BioWorld International Correspondent

Last week's decision by the National Institute of Allergy and Infectious Diseases in the U.S. to award two MVA smallpox vaccine development contracts could result in a legal skirmish between the two recipients as they battle it out for the main prize - a tender to supply up to 30 million doses worth, according to one analyst estimate, a minimum of US$150 million.

The contest pits Denmark's Bavarian Nordic A/S, which has already shipped large quantities of its MVA smallpox vaccine to the German armed forces, against UK firm Acambis plc, which won two major contracts to supply an earlier generation of smallpox vaccines to the U.S. (See BioWorld International, Dec. 5, 2001.)

Each has received three-year contracts worth a combined US$20 million in the first year in order to conduct preclinical and clinical development and to prepare plans for large-scale manufacturing. The endgame is a government tender, which is expected to be published later this year, to supply a stockpile of smallpox vaccines based on the MVA technology.

Copenhagen-based Bavarian Nordic has filed four patent applications covering different aspects of MVA production, which it is planning to invoke. Those, said CEO Peter Wulff, will make it "extremely difficult" for Acambis to produce MVA smallpox vaccine. Three of the patent applications, he told BioWorld International, arose from in-house work, while the company licensed the fourth from Anton Mayr of Ludwig Maximilians Universit t in Munich, Germany. The company is planning shortly to communicate its intentions to Cambridge-based Acambis. "They will receive a letter from us," Wulff said.

Acambis declined to comment on the issue.

MVA is based on a Modified Vaccinia Ankara vector, which was originally developed in Germany in the 1950s and 1960s. The strain is highly attenuated and does not replicate in human cells, so it is regarded as safe for administration to immunocompromised patients, children, pregnant women and other individuals who cannot tolerate the existing generation of smallpox vaccines.

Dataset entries
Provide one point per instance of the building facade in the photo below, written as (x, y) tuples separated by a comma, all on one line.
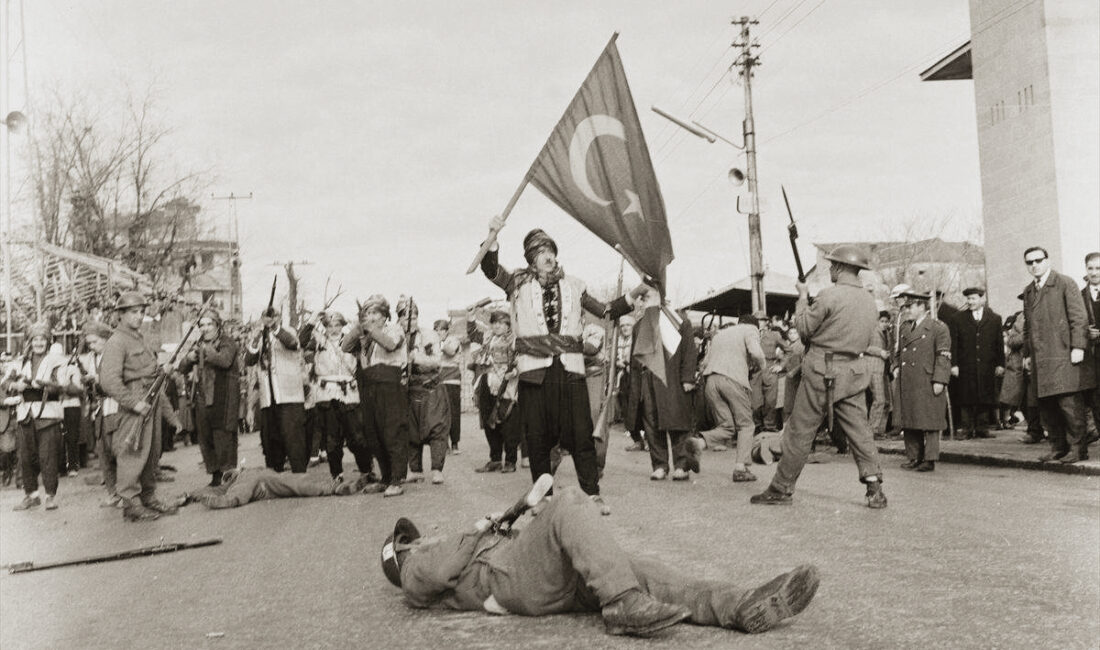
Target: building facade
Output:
[(1035, 67)]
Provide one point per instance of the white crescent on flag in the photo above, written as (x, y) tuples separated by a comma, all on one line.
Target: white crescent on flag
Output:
[(583, 136)]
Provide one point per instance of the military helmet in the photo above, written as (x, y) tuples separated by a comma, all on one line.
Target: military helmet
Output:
[(129, 299), (394, 551), (850, 255)]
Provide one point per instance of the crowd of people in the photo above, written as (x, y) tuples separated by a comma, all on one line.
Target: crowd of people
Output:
[(549, 366)]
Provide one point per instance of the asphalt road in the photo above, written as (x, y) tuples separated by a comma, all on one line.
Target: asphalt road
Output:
[(963, 558)]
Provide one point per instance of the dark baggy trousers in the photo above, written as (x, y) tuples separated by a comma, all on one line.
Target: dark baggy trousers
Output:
[(283, 428), (565, 560), (40, 445)]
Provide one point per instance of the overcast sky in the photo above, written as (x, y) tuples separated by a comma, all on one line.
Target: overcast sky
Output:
[(378, 138)]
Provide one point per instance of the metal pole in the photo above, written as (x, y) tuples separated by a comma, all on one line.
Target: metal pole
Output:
[(756, 253), (6, 177)]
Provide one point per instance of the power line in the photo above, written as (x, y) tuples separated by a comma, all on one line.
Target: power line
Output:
[(789, 30)]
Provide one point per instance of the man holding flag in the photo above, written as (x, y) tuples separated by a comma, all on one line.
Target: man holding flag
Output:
[(596, 167), (553, 396)]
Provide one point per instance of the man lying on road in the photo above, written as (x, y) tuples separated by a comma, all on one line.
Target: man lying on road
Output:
[(243, 486), (565, 560)]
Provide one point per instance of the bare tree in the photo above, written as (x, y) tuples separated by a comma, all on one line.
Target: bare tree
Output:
[(112, 191)]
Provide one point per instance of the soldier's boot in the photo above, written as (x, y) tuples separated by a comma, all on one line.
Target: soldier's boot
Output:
[(637, 614), (135, 511), (784, 596), (876, 498)]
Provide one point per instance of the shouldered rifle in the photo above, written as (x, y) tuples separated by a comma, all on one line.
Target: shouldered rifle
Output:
[(132, 437), (503, 524)]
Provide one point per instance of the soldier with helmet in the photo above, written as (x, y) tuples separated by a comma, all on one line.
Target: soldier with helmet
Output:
[(837, 330), (128, 371), (378, 345), (922, 367), (37, 392)]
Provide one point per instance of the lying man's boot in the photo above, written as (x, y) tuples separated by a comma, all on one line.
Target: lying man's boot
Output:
[(637, 614), (876, 498), (771, 497), (29, 502), (784, 596), (161, 507)]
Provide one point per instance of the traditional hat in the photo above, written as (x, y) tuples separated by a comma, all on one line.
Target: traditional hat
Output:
[(375, 303), (536, 240), (395, 549), (331, 318), (403, 304)]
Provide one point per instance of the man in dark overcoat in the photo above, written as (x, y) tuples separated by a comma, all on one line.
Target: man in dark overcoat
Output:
[(661, 405), (922, 367), (977, 360), (1056, 352)]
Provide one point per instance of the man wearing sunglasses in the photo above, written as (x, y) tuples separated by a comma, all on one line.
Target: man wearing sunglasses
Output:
[(1056, 353)]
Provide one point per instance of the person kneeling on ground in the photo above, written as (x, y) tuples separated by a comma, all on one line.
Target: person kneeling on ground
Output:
[(565, 560)]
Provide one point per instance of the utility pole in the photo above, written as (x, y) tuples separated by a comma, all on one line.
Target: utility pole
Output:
[(292, 290), (747, 62), (237, 300)]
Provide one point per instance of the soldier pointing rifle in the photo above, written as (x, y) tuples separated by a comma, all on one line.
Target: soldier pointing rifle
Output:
[(837, 330)]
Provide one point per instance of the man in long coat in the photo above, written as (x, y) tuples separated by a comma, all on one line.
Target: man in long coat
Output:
[(216, 396), (977, 360), (923, 368), (661, 405), (1056, 352)]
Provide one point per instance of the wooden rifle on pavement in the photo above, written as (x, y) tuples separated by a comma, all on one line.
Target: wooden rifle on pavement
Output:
[(131, 438), (154, 550)]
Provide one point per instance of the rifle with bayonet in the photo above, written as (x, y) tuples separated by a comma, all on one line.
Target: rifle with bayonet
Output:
[(792, 232)]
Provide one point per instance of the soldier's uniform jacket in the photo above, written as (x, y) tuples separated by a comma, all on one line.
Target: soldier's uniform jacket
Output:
[(842, 321), (924, 357), (977, 349), (128, 367)]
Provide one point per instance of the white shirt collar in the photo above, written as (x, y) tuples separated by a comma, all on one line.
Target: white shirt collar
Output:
[(1042, 279)]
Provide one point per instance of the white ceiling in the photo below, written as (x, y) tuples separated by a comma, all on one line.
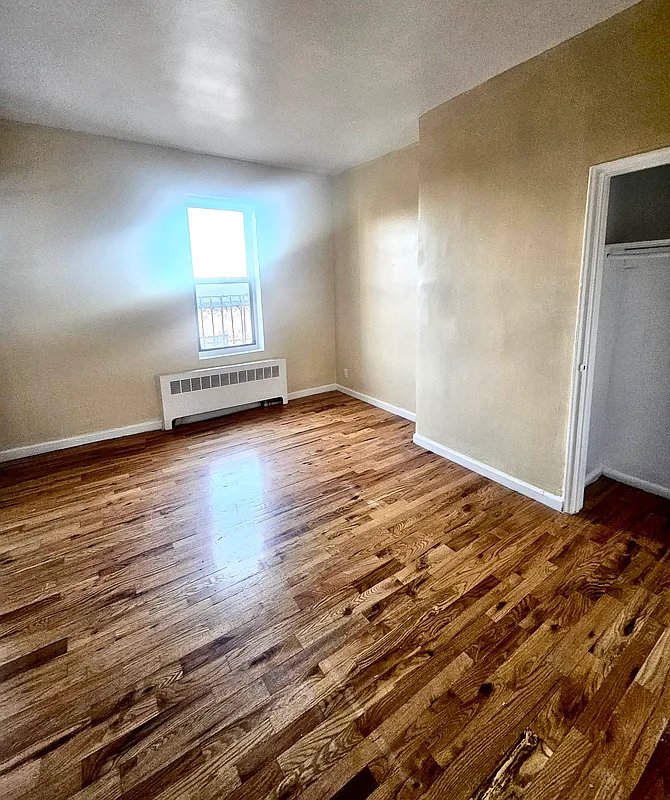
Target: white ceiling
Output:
[(317, 84)]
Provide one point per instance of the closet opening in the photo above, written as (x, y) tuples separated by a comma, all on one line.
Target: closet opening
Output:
[(620, 408)]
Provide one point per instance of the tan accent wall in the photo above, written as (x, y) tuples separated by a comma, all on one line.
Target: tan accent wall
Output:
[(95, 284), (375, 248), (503, 179)]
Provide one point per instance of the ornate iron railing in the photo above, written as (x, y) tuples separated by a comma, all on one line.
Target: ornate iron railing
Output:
[(224, 321)]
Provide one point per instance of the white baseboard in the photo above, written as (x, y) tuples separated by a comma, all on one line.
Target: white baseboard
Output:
[(129, 430), (637, 483), (552, 500), (592, 477), (329, 387), (74, 441), (373, 401)]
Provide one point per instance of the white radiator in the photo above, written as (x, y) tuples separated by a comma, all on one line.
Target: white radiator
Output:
[(215, 388)]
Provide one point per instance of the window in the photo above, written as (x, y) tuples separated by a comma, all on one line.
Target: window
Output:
[(225, 272)]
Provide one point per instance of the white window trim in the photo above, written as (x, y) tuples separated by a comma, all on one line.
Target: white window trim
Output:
[(253, 275)]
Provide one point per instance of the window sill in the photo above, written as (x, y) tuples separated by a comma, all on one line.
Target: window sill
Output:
[(227, 352)]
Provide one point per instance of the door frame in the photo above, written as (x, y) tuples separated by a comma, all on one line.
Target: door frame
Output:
[(590, 286)]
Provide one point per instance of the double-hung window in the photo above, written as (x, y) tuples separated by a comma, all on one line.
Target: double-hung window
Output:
[(225, 272)]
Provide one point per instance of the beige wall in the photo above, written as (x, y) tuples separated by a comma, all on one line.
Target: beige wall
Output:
[(375, 249), (503, 178), (95, 290)]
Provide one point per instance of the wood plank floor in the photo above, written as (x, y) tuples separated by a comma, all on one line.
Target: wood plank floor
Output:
[(299, 602)]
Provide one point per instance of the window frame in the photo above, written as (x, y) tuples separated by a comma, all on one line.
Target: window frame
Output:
[(252, 278)]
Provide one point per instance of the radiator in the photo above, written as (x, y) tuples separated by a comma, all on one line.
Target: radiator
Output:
[(215, 388)]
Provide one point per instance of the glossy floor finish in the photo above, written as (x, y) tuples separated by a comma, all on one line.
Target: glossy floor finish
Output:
[(300, 602)]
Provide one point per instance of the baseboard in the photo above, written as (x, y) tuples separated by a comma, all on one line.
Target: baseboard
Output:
[(552, 500), (373, 401), (115, 433), (75, 441), (636, 483), (329, 387), (592, 477)]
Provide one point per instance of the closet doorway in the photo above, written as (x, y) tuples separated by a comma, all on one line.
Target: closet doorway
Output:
[(619, 422)]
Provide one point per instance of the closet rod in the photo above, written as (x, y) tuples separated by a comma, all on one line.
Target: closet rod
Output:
[(658, 253)]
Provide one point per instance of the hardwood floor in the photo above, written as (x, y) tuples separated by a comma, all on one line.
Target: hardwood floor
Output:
[(300, 602)]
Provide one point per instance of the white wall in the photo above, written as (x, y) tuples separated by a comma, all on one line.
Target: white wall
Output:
[(95, 283)]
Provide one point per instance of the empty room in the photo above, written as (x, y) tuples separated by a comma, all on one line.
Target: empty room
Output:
[(335, 400)]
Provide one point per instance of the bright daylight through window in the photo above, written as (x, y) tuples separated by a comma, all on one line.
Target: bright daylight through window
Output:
[(227, 297)]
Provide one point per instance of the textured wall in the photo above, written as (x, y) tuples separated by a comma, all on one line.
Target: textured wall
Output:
[(95, 287), (375, 248), (503, 179)]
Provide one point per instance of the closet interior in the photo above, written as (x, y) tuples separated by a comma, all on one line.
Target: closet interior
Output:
[(629, 434)]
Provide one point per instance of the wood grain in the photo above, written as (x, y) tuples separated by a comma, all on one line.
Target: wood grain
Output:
[(299, 602)]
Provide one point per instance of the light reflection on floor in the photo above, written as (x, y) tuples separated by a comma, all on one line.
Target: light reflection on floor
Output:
[(234, 514)]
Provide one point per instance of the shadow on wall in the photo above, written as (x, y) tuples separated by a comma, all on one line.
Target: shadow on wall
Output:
[(96, 290)]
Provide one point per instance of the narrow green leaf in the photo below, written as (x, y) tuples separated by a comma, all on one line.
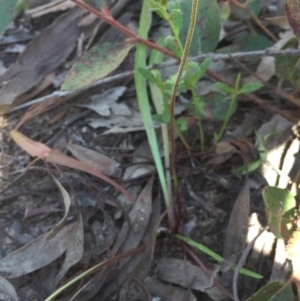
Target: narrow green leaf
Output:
[(7, 9), (148, 75), (249, 88), (207, 31), (95, 64), (280, 209), (273, 291), (176, 18), (223, 87), (199, 71), (292, 9), (170, 43), (160, 9), (214, 255)]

_Brief 1_.
Copy the smallpox vaccine article word for word, everything from "Last week's decision" down to "of US$150 million.".
_Brief 2_.
Summarize the smallpox vaccine article in two sentences.
The data have no connection to the smallpox vaccine article.

_Result 1_.
Last week's decision by the National Institute of Allergy and Infectious Diseases in the U.S. to award two MVA smallpox vaccine development contracts could result in a legal skirmish between the two recipients as they battle it out for the main prize - a tender to supply up to 30 million doses worth, according to one analyst estimate, a minimum of US$150 million.

_Result 2_.
The U.S. National Institute of Allergy and Infectious Diseases awarded MVA smallpox vaccine development contracts to Bavarian Nordic and Acambis, which will compete for a government tender to supply up to 30 million doses. Bavarian Nordic plans to invoke four patent applications covering aspects of MVA production, which its CEO said will make it extremely difficult for Acambis to produce MVA smallpox vaccine, while Acambis declined to comment.